▶ _What the task asks_:
Emit the entire listing verbatim.

▶ _Stored data_:
━━━━━━━━━━━━━━━━

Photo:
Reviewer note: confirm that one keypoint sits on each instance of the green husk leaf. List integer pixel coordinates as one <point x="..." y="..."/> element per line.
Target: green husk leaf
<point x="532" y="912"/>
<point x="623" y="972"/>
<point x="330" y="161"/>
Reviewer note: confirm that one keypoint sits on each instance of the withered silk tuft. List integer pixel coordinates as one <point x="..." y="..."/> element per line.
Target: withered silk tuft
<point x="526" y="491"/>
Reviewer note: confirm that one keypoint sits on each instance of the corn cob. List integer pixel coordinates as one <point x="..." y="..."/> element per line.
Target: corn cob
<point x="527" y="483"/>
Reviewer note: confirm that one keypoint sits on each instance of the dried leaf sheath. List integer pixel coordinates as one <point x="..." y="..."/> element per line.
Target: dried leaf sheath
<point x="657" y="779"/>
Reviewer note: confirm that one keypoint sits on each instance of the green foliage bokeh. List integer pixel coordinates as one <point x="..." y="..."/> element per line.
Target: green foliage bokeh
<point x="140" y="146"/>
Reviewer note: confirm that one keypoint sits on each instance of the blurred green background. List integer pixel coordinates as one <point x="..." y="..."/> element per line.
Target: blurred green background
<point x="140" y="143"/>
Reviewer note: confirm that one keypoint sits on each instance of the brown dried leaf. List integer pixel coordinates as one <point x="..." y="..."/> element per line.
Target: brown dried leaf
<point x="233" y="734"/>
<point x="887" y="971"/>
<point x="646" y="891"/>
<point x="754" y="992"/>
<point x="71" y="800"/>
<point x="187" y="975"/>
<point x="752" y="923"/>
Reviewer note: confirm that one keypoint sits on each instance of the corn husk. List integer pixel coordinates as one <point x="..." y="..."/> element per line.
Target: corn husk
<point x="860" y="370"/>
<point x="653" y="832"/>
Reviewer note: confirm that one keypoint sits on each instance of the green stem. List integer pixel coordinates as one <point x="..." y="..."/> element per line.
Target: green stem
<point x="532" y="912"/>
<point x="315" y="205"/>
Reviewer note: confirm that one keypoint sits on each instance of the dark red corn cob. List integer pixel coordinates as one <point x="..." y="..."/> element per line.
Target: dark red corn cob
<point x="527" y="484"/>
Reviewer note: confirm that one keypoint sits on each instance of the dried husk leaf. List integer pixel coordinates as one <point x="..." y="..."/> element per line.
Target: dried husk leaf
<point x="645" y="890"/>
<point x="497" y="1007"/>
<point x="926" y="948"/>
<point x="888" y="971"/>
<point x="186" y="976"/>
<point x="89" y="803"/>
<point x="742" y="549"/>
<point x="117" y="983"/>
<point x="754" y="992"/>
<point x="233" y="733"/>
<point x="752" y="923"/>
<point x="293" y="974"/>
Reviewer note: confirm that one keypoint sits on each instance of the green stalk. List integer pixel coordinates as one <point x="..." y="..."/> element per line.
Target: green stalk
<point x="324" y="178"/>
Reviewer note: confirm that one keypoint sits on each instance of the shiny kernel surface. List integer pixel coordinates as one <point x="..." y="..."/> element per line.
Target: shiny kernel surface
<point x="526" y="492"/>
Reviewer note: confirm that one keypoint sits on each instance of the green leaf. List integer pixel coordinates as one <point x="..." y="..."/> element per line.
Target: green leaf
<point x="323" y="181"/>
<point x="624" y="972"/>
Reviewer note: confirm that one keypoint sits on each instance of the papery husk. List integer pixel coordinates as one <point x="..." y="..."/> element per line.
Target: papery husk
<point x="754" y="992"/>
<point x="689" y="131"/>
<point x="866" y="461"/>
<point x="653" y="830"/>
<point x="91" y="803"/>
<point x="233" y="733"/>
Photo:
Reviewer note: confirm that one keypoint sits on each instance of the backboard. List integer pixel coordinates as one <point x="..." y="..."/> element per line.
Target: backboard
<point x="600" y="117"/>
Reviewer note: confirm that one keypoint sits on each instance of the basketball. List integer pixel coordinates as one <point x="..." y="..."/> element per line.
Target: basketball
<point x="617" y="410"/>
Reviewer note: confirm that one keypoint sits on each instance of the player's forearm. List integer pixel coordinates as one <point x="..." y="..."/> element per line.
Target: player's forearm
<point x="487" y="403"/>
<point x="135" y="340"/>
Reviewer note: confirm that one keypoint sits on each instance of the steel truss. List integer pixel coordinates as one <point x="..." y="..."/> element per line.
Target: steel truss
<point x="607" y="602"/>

━━━━━━━━━━━━━━━━

▶ _Result for this task_:
Photo:
Reviewer note: confirm that one keypoint sits on each instance of the green husk leaf. List integer pixel coordinates as one <point x="..." y="..."/> element per line.
Target: green husk leaf
<point x="532" y="912"/>
<point x="623" y="972"/>
<point x="330" y="161"/>
Reviewer note: confirm that one keypoint sits on each instance of the withered silk tuft. List integer pixel coordinates as one <point x="..." y="..."/> element per line.
Target: withered silk tuft
<point x="526" y="491"/>
Reviewer note: confirm that one keypoint sits on each instance of the corn cob. List integer pixel coordinates as one <point x="..." y="..."/> element per line.
Target: corn cob
<point x="527" y="483"/>
Reviewer note: confirm that one keypoint sits on each instance of the dried leaf sheath. List integer pixel coordinates as one <point x="..." y="..."/> element per line.
Target: dried leaf sheath
<point x="657" y="779"/>
Reviewer note: confirm that one keypoint sits on each instance of the green foliage bokeh. List integer pixel coordinates as one <point x="..." y="..."/> element per line.
Target: green foliage bokeh
<point x="140" y="146"/>
Reviewer note: confirm that one keypoint sits on each instance of the blurred green background. List integer pixel coordinates as one <point x="..." y="..."/> element per line.
Target: blurred green background
<point x="140" y="143"/>
Reviewer note: confirm that one keypoint sits on each instance of the brown dried leaf. List integer pixel coordinates as one <point x="..." y="..."/> element per line.
Target: brown dried leaf
<point x="233" y="734"/>
<point x="887" y="971"/>
<point x="646" y="891"/>
<point x="754" y="992"/>
<point x="71" y="800"/>
<point x="187" y="975"/>
<point x="752" y="923"/>
Reviewer note: confirm that one keypoint sits on each instance of the corn husk. List integer pixel coordinates as one <point x="..." y="..."/> element per line.
Target: corn husk
<point x="860" y="370"/>
<point x="653" y="832"/>
Reviewer note: confirm that one keypoint sits on each instance of the green stem. List integer pixel coordinates as one <point x="..." y="..."/> element per line.
Target: green stem
<point x="532" y="912"/>
<point x="315" y="205"/>
Reviewer note: confirm that one keypoint sits on each instance of the dark red corn cob. List integer pixel coordinates as one <point x="..." y="..."/> element per line.
Target: dark red corn cob
<point x="527" y="484"/>
Reviewer note: confirm that one keypoint sits on each instance of the dried husk leaf. List integer pixel coordinates as one <point x="..." y="..."/> element per line.
Target: dried husk leaf
<point x="645" y="890"/>
<point x="497" y="1007"/>
<point x="926" y="948"/>
<point x="888" y="971"/>
<point x="186" y="976"/>
<point x="89" y="803"/>
<point x="742" y="549"/>
<point x="117" y="983"/>
<point x="754" y="992"/>
<point x="233" y="733"/>
<point x="752" y="923"/>
<point x="293" y="974"/>
Reviewer note: confirm that one keypoint sits on each instance of the green stalk. List integer pixel coordinates as one <point x="..." y="..."/> element per line.
Target: green stalk
<point x="324" y="178"/>
Reviewer note: confirm that one keypoint sits on each instance of the shiny kernel surface. List integer pixel coordinates as one <point x="..." y="..."/> element per line.
Target: shiny kernel surface
<point x="526" y="492"/>
Reviewer note: confirm that one keypoint sits on each instance of the green leaf. List integer pixel coordinates as one <point x="..." y="..."/> element per line.
Target: green leaf
<point x="323" y="181"/>
<point x="624" y="972"/>
Reviewer note: confirm that one keypoint sits on each instance of the papery husk. List integer pixel coordinates as one <point x="..." y="..."/> element per line.
Target: papery husk
<point x="754" y="992"/>
<point x="689" y="131"/>
<point x="866" y="461"/>
<point x="653" y="830"/>
<point x="91" y="803"/>
<point x="233" y="733"/>
Photo:
Reviewer note: confirm that one keypoint sits on each instance of the backboard. List integer pixel coordinates as one <point x="..." y="..."/> element per line.
Target: backboard
<point x="600" y="117"/>
Reviewer note: confirm that one keypoint sits on each instance of the basketball. List integer pixel coordinates as one <point x="..." y="..."/> element per line.
Target: basketball
<point x="617" y="410"/>
Reviewer note: confirm that one keypoint sits on each instance of the player's forearm. List integer pixel coordinates as one <point x="..." y="..."/> element per line.
Target: player's forearm
<point x="487" y="403"/>
<point x="135" y="340"/>
Reviewer note: confirm that one keypoint sits on each instance of the steel truss. List integer pixel coordinates as one <point x="..." y="..."/> element per line.
Target: steel truss
<point x="607" y="602"/>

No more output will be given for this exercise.